Attività da svolgere:
#1 Estrai dal brano il passo che comincia con le parole "L’uomo che visse" e si chiude dopo "aggravato ed estorsione.".
#2 Rispondi a queste domande sul brano:
(a) Quanti anni di carcere ha scontato D.V.?
(b) A quale pena fu condannato D.V.?
(c) Secondo il brano, come è concepito il carcere nel nostro Paese?
#3 Riassumi il brano in due frasi.

Brano fornito:
--------------------------------------------------

L’uomo che visse due volte. misure alternative

Carissimo Lettore,

oggi voglio raccontarti la storia del mio assistito D.V. che, grazie alle misure alternative alla detenzione e al buon uso del diritto da parte dei Giudici, si sta lentamente riaffacciando alla vita in libertà dopo ben 32 anni di carcere.

Molti anni fa, D.V. veniva condannato all’ergastolo per reati molto gravi, tra i quali associazione a delinquere di stampo mafioso, omicidio aggravato ed estorsione.

Con l’ingresso in carcere iniziava per il mio assistito un lungo percorso di redenzione.

Allontanatosi dagli ambienti malavitosi e recluso in carcere, infatti, D.V. si trasformava a poco a poco in una persona nuova.

Non so se lo sai, ma nel nostro Paese il carcere non è pensato per essere una crudele punizione (anche se, ahimè, spesso lo diventa) ma è concepito come mezzo per comprendere ed eliminare le ragioni che ci hanno portato a commettere dei reati per far si che questo non accada più in futuro.

--------------------------------------------------

Dati:

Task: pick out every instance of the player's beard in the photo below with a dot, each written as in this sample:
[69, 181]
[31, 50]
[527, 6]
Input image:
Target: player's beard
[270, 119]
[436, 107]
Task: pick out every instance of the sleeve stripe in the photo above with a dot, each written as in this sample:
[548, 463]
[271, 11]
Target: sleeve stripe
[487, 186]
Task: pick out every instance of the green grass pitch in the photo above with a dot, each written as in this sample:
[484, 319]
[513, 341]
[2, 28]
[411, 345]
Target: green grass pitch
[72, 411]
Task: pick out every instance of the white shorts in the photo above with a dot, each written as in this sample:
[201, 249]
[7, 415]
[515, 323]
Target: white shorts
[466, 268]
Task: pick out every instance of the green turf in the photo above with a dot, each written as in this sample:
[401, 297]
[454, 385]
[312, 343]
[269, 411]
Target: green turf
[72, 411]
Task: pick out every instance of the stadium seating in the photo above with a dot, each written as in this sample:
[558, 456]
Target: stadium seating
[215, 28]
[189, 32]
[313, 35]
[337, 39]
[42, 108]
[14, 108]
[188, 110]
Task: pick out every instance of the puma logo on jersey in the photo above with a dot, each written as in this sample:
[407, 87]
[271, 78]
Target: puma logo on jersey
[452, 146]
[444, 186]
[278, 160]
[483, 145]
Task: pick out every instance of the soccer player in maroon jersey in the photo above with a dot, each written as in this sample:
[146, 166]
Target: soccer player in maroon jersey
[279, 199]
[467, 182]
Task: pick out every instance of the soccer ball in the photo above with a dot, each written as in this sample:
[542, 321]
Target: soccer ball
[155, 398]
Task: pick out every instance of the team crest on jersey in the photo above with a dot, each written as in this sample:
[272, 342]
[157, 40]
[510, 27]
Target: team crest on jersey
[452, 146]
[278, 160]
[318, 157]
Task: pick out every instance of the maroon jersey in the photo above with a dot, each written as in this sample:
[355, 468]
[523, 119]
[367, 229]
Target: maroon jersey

--------------------------------------------------

Risposte all'esercizio:
#1
L’uomo che visse due volte. misure alternative

Carissimo Lettore,

oggi voglio raccontarti la storia del mio assistito D.V. che, grazie alle misure alternative alla detenzione e al buon uso del diritto da parte dei Giudici, si sta lentamente riaffacciando alla vita in libertà dopo ben 32 anni di carcere.

Molti anni fa, D.V. veniva condannato all’ergastolo per reati molto gravi, tra i quali associazione a delinquere di stampo mafioso, omicidio aggravato ed estorsione.

#2
(a) 32 anni.
(b) All'ergastolo.
(c) Come mezzo per comprendere ed eliminare le ragioni che hanno portato a commettere dei reati, così che non accada più in futuro.

#3 D.V. fu condannato all'ergastolo per reati molto gravi, tra cui associazione a delinquere di stampo mafioso, omicidio aggravato ed estorsione. In carcere si è allontanato dagli ambienti malavitosi ed è diventato a poco a poco una persona nuova, e oggi, dopo 32 anni, grazie alle misure alternative alla detenzione e al buon uso del diritto da parte dei Giudici, si sta lentamente riaffacciando alla vita in libertà.